§ TASK DIRECTIONS
Gather every line in the records below that contains the string "wooden" and copy each of those lines in full. Case counts.
*****
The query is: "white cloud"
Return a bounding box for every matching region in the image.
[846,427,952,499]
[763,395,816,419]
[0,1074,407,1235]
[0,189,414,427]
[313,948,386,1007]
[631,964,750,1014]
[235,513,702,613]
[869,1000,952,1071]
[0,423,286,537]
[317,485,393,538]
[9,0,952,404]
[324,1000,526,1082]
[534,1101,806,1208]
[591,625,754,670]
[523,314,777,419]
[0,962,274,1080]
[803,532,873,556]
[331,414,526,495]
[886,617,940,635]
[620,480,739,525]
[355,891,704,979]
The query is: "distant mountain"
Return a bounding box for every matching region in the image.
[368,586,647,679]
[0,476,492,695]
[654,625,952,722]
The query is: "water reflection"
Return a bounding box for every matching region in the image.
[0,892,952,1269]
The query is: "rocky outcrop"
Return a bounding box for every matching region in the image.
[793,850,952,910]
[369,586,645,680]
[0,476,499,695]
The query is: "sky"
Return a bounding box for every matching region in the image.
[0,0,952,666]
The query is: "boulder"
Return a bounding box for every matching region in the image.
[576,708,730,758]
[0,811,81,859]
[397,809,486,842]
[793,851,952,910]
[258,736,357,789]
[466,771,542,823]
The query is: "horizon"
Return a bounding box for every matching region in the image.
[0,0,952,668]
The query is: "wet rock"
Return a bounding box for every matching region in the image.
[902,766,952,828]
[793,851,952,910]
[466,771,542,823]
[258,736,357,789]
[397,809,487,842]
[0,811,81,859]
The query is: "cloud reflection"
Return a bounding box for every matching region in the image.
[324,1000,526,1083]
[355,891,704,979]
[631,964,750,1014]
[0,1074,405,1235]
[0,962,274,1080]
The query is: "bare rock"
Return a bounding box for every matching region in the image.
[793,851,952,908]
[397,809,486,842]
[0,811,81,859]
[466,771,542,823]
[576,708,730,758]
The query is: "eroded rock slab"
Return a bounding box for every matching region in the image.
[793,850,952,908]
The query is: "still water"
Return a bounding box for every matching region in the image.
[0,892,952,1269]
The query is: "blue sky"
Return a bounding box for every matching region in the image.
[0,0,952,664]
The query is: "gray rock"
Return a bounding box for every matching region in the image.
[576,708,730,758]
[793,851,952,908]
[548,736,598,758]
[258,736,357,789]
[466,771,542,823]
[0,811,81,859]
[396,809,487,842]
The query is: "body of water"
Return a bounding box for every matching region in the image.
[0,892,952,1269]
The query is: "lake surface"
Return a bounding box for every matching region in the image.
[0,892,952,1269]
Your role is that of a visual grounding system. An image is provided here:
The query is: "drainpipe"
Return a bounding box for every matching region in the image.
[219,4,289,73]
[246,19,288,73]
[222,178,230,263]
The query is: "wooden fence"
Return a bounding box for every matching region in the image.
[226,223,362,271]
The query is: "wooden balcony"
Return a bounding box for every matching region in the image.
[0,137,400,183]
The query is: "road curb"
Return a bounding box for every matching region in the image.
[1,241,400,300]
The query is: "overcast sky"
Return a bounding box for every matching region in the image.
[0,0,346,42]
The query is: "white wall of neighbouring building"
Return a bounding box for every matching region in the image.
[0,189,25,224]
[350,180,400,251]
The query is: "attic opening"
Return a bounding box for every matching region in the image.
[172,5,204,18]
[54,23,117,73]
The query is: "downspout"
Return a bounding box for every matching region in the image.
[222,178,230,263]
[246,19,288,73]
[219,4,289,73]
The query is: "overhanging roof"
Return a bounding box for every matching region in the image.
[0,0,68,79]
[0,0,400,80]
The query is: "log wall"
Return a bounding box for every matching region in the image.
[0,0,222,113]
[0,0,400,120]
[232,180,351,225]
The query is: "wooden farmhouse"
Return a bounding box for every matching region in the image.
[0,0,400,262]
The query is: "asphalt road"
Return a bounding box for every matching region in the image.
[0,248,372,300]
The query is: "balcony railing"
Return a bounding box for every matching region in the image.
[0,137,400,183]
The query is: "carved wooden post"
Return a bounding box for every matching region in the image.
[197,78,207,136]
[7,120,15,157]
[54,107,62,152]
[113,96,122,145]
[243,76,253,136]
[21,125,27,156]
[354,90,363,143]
*****
§ WRITTEN ANSWER
The query is: "wooden fence"
The query is: "wooden balcony"
The query is: "wooden farmhouse"
The query is: "carved wooden post"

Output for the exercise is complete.